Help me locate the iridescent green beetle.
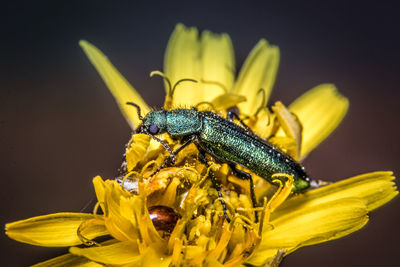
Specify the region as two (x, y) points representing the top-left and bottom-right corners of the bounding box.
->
(127, 102), (310, 221)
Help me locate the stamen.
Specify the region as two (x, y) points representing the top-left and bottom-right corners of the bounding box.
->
(200, 79), (228, 94)
(76, 219), (104, 247)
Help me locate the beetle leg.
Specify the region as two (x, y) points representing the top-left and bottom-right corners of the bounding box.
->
(199, 149), (231, 223)
(226, 111), (255, 135)
(229, 163), (258, 222)
(150, 135), (196, 177)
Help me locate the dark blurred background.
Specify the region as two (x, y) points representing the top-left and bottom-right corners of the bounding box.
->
(0, 1), (400, 267)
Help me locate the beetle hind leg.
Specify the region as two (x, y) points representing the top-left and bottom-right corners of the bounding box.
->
(199, 150), (231, 223)
(229, 164), (258, 222)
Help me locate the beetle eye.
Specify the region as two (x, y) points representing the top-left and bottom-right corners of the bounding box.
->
(149, 124), (160, 134)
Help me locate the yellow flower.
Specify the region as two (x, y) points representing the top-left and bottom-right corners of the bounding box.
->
(6, 24), (398, 266)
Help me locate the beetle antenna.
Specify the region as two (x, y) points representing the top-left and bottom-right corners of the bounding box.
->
(150, 70), (172, 96)
(126, 102), (143, 121)
(170, 78), (198, 97)
(194, 101), (216, 110)
(254, 88), (265, 117)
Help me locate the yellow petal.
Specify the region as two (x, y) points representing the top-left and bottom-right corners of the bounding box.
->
(231, 39), (279, 115)
(248, 198), (368, 265)
(69, 241), (141, 264)
(164, 24), (235, 106)
(6, 212), (108, 247)
(271, 101), (302, 160)
(289, 84), (349, 158)
(198, 31), (235, 102)
(211, 93), (246, 110)
(32, 254), (103, 267)
(164, 24), (202, 105)
(79, 40), (150, 129)
(273, 172), (399, 217)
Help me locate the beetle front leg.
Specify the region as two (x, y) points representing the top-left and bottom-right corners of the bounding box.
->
(150, 135), (196, 177)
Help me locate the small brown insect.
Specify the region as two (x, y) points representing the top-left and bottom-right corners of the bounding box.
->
(149, 206), (181, 233)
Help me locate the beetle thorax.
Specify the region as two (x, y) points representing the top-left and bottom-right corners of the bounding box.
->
(166, 109), (202, 136)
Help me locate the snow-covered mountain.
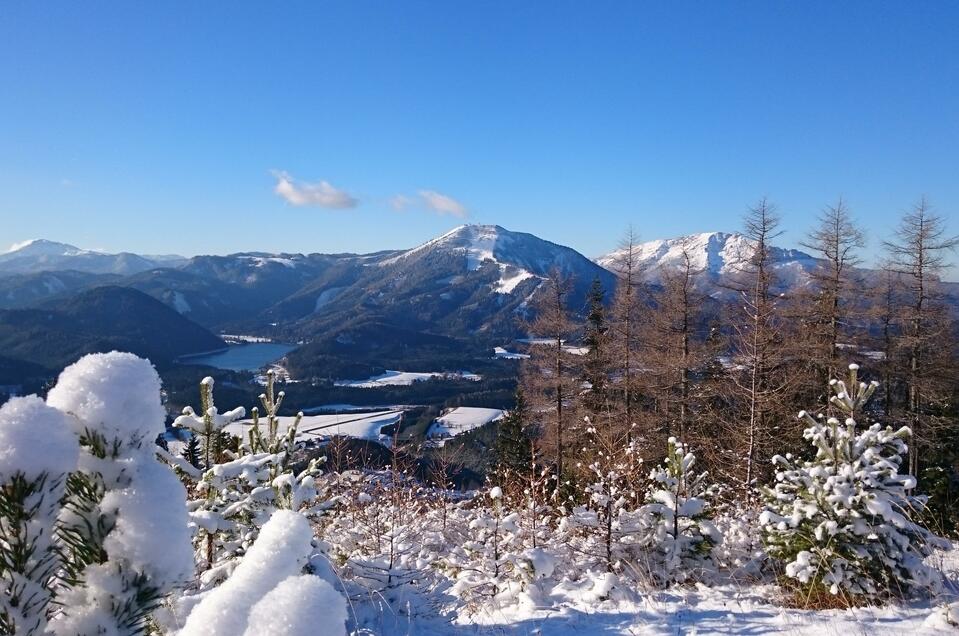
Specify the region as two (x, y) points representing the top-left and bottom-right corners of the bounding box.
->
(277, 225), (615, 337)
(379, 225), (604, 294)
(0, 239), (183, 276)
(596, 232), (819, 288)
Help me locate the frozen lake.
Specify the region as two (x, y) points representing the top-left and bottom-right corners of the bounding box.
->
(180, 342), (296, 371)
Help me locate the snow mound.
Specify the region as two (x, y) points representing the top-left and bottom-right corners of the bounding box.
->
(180, 510), (313, 636)
(426, 406), (506, 439)
(100, 458), (193, 586)
(244, 574), (348, 636)
(0, 395), (80, 482)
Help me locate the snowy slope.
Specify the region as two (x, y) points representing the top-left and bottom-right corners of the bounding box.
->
(596, 232), (819, 287)
(226, 409), (403, 442)
(380, 225), (616, 294)
(0, 239), (179, 275)
(333, 369), (482, 389)
(426, 406), (506, 439)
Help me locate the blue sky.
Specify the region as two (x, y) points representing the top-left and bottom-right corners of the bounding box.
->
(0, 1), (959, 276)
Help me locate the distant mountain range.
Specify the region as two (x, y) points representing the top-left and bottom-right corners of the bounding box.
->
(0, 285), (226, 371)
(0, 239), (186, 276)
(0, 225), (959, 380)
(596, 232), (821, 292)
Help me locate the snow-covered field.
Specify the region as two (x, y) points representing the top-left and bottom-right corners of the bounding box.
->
(333, 369), (483, 389)
(338, 549), (959, 636)
(442, 586), (957, 636)
(426, 406), (505, 440)
(225, 410), (403, 443)
(493, 347), (529, 360)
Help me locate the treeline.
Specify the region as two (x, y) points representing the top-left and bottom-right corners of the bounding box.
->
(510, 199), (959, 532)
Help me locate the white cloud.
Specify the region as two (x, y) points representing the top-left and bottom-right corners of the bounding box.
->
(416, 190), (467, 219)
(273, 171), (359, 210)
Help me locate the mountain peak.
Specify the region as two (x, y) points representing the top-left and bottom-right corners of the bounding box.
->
(5, 239), (86, 256)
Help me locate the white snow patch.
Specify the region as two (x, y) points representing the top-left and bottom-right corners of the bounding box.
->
(493, 264), (534, 294)
(493, 347), (529, 360)
(173, 291), (193, 314)
(333, 369), (483, 389)
(225, 409), (403, 443)
(426, 406), (506, 439)
(47, 351), (166, 442)
(244, 574), (349, 636)
(0, 395), (80, 483)
(313, 287), (346, 313)
(180, 510), (313, 636)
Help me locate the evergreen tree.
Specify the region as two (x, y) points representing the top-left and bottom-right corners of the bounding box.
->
(494, 389), (534, 476)
(582, 278), (611, 423)
(181, 434), (201, 468)
(760, 364), (948, 604)
(639, 437), (722, 585)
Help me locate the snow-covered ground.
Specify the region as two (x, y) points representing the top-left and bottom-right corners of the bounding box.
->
(440, 585), (957, 636)
(426, 406), (505, 441)
(493, 347), (529, 360)
(333, 369), (483, 389)
(220, 333), (273, 343)
(301, 404), (415, 415)
(225, 409), (403, 442)
(516, 338), (589, 358)
(340, 549), (959, 636)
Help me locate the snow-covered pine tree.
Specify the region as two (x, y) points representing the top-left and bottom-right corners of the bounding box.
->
(180, 372), (320, 586)
(444, 486), (554, 611)
(760, 364), (948, 604)
(638, 437), (723, 585)
(173, 376), (246, 470)
(47, 351), (193, 636)
(559, 417), (643, 574)
(0, 396), (79, 635)
(494, 388), (533, 478)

◆ Short problem:
Rewrite the rows starting at the line that contains "Help me locate the white snow patch." and continuing through the end of the rows, swapping every "snow-covered" for "snowy" and leaving everything else the same.

◆ Exercise result:
Help me locate the white snow patch.
Specify the region as two (x, y) points representing the top-left and bottom-right corners of the bounding box.
->
(493, 264), (534, 294)
(493, 347), (529, 360)
(173, 291), (193, 314)
(333, 369), (483, 389)
(225, 409), (403, 443)
(426, 406), (506, 439)
(47, 351), (166, 442)
(244, 574), (349, 636)
(0, 395), (80, 483)
(313, 287), (346, 313)
(180, 510), (313, 636)
Help me locate the evergreen tree.
Specify the region as two (x, y) points representing the top-left and bottom-right corners of the bounding box.
->
(494, 389), (534, 476)
(582, 278), (611, 423)
(181, 434), (201, 468)
(760, 364), (948, 604)
(639, 437), (722, 585)
Help me locate the snowy ground.
Specify the region as two (x, y) points representing the top-left and bottom-right corners of the bounding box.
->
(440, 585), (957, 636)
(426, 406), (505, 441)
(493, 347), (529, 360)
(333, 369), (483, 389)
(220, 333), (273, 343)
(301, 404), (415, 415)
(225, 409), (403, 442)
(516, 338), (589, 358)
(340, 549), (959, 636)
Help me locate the snowy pine tree.
Specify the region as two (x, y) points representing the top-left and bottom-right corners of the bounding box.
->
(180, 372), (320, 586)
(444, 486), (554, 611)
(760, 364), (948, 604)
(638, 437), (723, 585)
(173, 376), (246, 470)
(47, 351), (193, 636)
(559, 417), (643, 574)
(0, 396), (79, 635)
(494, 388), (533, 478)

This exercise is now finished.